Back on Track

We have been trying to solve a recent recurring problem. The sail is not sliding up and down the mast as easily as it did when it was new. It doesnt hang up every time, and sometimes it is worse than others. We have always been able to get it up at least to the second reef point. Usually it just takes a little fiddling, letting it down a bit and re hoisting till it goes on up. It doesnt hang up coming down. The mast is about 45 feet long at the luff. It has a male track with a small amount of bend, and a joint in the track just below the Tangs, which is about 3/4 of the way up.The joint is kept in column by a spline that is screwed in with very short, small, metric, fine threaded, flathead screws. The question up to now has been whether the problem is with the track, the cars, the sail batten tension, the bearings, or something else.

This is the suspect car. If you move it from side to side with your hand, it moves a bit more than the others. This is the car that seems to be hanging up. We pulled the car and replaced the bearings. it still wiggles and it still hangs uo.

This is another view of the car in question. Note how it is out of alignment with the others. This was done by pulling it over by hand.

OK this is the track. This photo was taken aloft, right about where the thing seems to be hanging up. There is a scored place, a scratch on it, not in the side grooves, but on the face, The screws are in tight, and don’t seem to be protruding enough to catch on the car. The track is otherwise in alignment.

- _STORED ROWS_
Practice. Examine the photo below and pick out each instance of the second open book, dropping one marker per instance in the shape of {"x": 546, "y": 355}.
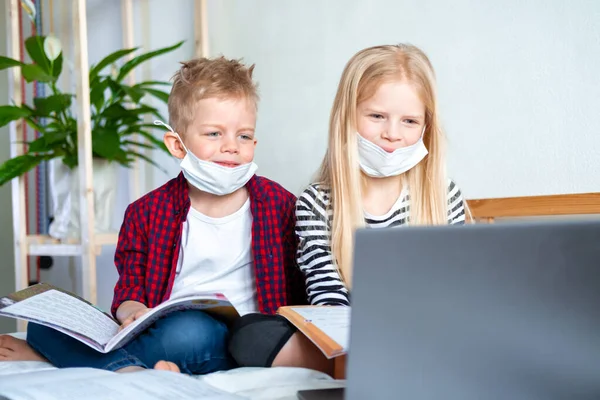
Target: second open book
{"x": 328, "y": 327}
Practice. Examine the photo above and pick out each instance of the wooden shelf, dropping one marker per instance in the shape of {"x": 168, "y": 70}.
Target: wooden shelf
{"x": 44, "y": 245}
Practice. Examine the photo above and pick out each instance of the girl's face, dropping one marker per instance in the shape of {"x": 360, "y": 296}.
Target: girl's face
{"x": 393, "y": 117}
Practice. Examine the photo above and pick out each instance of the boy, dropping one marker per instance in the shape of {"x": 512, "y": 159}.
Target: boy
{"x": 217, "y": 227}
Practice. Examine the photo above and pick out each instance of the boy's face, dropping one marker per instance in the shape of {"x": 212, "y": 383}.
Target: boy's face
{"x": 222, "y": 132}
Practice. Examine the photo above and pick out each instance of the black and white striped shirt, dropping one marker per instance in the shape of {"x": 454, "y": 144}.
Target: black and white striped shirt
{"x": 313, "y": 227}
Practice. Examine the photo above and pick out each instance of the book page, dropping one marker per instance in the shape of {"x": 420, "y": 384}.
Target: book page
{"x": 56, "y": 308}
{"x": 97, "y": 384}
{"x": 208, "y": 302}
{"x": 334, "y": 321}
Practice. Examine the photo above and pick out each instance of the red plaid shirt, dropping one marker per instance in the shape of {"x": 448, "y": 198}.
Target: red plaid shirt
{"x": 150, "y": 238}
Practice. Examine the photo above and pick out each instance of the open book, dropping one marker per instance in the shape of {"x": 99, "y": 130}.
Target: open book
{"x": 67, "y": 313}
{"x": 96, "y": 384}
{"x": 328, "y": 327}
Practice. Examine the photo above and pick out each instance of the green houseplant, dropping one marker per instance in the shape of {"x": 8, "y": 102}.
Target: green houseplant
{"x": 118, "y": 117}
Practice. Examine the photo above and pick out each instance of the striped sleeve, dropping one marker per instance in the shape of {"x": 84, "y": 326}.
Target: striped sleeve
{"x": 323, "y": 283}
{"x": 456, "y": 205}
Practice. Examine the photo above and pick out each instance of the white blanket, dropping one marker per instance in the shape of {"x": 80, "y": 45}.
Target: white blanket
{"x": 251, "y": 383}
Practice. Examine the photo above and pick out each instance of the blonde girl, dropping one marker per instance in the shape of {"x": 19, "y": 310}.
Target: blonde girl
{"x": 384, "y": 167}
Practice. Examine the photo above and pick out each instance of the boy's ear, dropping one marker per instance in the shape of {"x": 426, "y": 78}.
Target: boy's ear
{"x": 174, "y": 145}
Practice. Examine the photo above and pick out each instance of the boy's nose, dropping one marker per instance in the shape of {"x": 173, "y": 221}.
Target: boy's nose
{"x": 230, "y": 146}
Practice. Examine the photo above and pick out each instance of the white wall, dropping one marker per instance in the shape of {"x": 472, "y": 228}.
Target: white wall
{"x": 518, "y": 82}
{"x": 7, "y": 275}
{"x": 518, "y": 86}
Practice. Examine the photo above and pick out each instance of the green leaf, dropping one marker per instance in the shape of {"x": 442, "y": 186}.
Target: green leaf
{"x": 147, "y": 159}
{"x": 35, "y": 49}
{"x": 97, "y": 93}
{"x": 105, "y": 143}
{"x": 135, "y": 94}
{"x": 33, "y": 72}
{"x": 131, "y": 64}
{"x": 151, "y": 83}
{"x": 33, "y": 123}
{"x": 116, "y": 111}
{"x": 57, "y": 66}
{"x": 45, "y": 106}
{"x": 39, "y": 145}
{"x": 158, "y": 144}
{"x": 12, "y": 113}
{"x": 6, "y": 62}
{"x": 19, "y": 165}
{"x": 159, "y": 94}
{"x": 109, "y": 59}
{"x": 70, "y": 160}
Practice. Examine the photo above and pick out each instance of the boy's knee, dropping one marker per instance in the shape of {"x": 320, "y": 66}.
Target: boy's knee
{"x": 194, "y": 331}
{"x": 256, "y": 339}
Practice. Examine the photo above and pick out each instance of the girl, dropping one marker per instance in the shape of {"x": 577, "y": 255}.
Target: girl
{"x": 384, "y": 167}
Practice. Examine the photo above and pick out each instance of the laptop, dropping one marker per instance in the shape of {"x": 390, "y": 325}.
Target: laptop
{"x": 504, "y": 311}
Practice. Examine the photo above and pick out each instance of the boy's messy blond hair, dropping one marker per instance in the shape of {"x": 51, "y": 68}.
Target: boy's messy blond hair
{"x": 202, "y": 78}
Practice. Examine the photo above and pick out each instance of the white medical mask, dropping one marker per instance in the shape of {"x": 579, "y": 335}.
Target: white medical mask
{"x": 211, "y": 177}
{"x": 378, "y": 163}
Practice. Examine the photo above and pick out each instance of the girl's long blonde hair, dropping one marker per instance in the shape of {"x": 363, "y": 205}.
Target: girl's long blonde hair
{"x": 340, "y": 169}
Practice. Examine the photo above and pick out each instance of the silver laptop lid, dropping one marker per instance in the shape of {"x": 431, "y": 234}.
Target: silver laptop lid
{"x": 504, "y": 311}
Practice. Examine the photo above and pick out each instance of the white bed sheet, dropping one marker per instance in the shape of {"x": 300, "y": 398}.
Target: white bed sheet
{"x": 252, "y": 383}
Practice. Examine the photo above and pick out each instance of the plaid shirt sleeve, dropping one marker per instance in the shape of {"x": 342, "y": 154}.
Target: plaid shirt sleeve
{"x": 295, "y": 279}
{"x": 131, "y": 258}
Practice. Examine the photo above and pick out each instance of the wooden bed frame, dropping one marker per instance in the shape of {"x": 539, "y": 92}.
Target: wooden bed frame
{"x": 488, "y": 210}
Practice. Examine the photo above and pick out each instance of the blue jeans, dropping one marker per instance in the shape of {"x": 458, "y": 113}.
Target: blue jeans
{"x": 193, "y": 340}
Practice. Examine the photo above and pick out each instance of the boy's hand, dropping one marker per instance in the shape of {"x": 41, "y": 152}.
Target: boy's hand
{"x": 133, "y": 316}
{"x": 129, "y": 311}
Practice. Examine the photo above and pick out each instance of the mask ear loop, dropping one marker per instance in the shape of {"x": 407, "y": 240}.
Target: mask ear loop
{"x": 160, "y": 123}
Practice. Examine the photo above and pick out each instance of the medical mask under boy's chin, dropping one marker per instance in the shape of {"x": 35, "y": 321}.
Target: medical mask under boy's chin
{"x": 210, "y": 177}
{"x": 378, "y": 163}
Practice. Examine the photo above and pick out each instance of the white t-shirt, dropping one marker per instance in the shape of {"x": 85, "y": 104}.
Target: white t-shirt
{"x": 216, "y": 257}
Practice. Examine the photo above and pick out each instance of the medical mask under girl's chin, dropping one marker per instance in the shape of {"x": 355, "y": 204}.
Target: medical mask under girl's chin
{"x": 378, "y": 163}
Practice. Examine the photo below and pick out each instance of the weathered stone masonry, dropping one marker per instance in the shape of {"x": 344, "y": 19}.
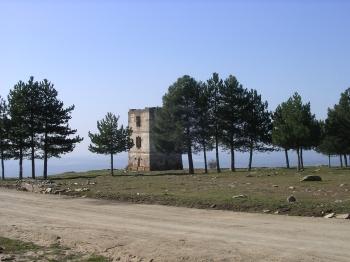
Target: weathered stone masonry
{"x": 144, "y": 156}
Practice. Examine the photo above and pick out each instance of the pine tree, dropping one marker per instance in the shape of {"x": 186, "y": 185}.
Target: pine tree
{"x": 56, "y": 136}
{"x": 281, "y": 130}
{"x": 32, "y": 103}
{"x": 180, "y": 106}
{"x": 257, "y": 125}
{"x": 295, "y": 127}
{"x": 110, "y": 139}
{"x": 214, "y": 86}
{"x": 18, "y": 135}
{"x": 336, "y": 135}
{"x": 231, "y": 113}
{"x": 204, "y": 136}
{"x": 4, "y": 138}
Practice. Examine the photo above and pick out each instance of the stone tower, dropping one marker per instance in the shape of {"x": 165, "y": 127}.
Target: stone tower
{"x": 144, "y": 156}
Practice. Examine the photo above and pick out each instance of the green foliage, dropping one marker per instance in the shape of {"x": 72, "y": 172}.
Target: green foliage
{"x": 180, "y": 106}
{"x": 110, "y": 139}
{"x": 214, "y": 85}
{"x": 336, "y": 131}
{"x": 38, "y": 124}
{"x": 5, "y": 152}
{"x": 295, "y": 127}
{"x": 232, "y": 101}
{"x": 56, "y": 136}
{"x": 257, "y": 124}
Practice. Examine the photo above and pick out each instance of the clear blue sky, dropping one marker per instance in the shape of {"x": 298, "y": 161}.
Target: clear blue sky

- _CHALLENGE A_
Say whether each statement agrees with the post about the sticking sail, answering yes or no and quoting the deciding words: (i) The sail hangs up when it is lowered. (ii) After the bearings were replaced, the suspect car no longer wiggled. (iii) The screws in the track are in tight.
- _CHALLENGE B_
According to the post about the sticking sail, how long is the mast at the luff?
- _CHALLENGE C_
Write out the post about the sticking sail from "We have been" up to and including "or something else.".
Nothing in the data matters here.

- _CORRECT OUTPUT A_
(i) No: "It doesnt hang up coming down."
(ii) No: "it still wiggles"
(iii) Yes: "The screws are in tight"

- _CORRECT OUTPUT B_
About 45 feet.

- _CORRECT OUTPUT C_
We have been trying to solve a recent recurring problem. The sail is not sliding up and down the mast as easily as it did when it was new. It doesnt hang up every time, and sometimes it is worse than others. We have always been able to get it up at least to the second reef point. Usually it just takes a little fiddling, letting it down a bit and re hoisting till it goes on up. It doesnt hang up coming down. The mast is about 45 feet long at the luff. It has a male track with a small amount of bend, and a joint in the track just below the Tangs, which is about 3/4 of the way up.The joint is kept in column by a spline that is screwed in with very short, small, metric, fine threaded, flathead screws. The question up to now has been whether the problem is with the track, the cars, the sail batten tension, the bearings, or something else.